= Beginning of Section =
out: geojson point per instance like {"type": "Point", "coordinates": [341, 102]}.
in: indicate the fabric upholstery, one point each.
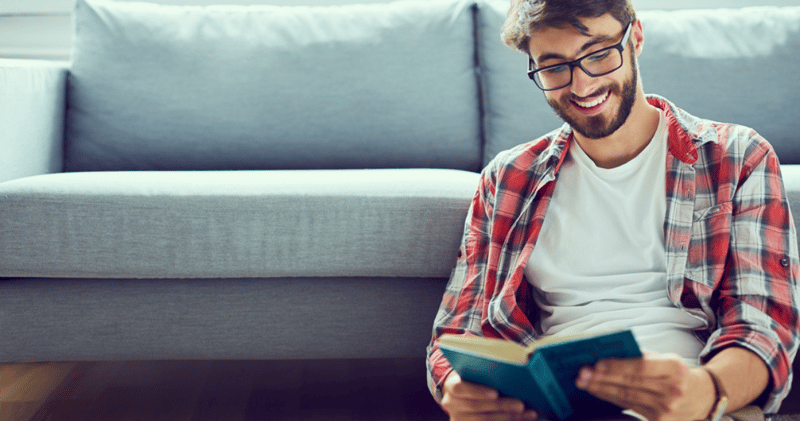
{"type": "Point", "coordinates": [158, 87]}
{"type": "Point", "coordinates": [234, 223]}
{"type": "Point", "coordinates": [31, 117]}
{"type": "Point", "coordinates": [279, 318]}
{"type": "Point", "coordinates": [729, 65]}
= End of Section =
• To do
Write all the entries again word for word, minus the pictures.

• Reply to the exercise
out: geojson point per instance like {"type": "Point", "coordinates": [341, 102]}.
in: indicate the fabric upholstery, one point each.
{"type": "Point", "coordinates": [158, 87]}
{"type": "Point", "coordinates": [234, 223]}
{"type": "Point", "coordinates": [31, 117]}
{"type": "Point", "coordinates": [279, 318]}
{"type": "Point", "coordinates": [729, 65]}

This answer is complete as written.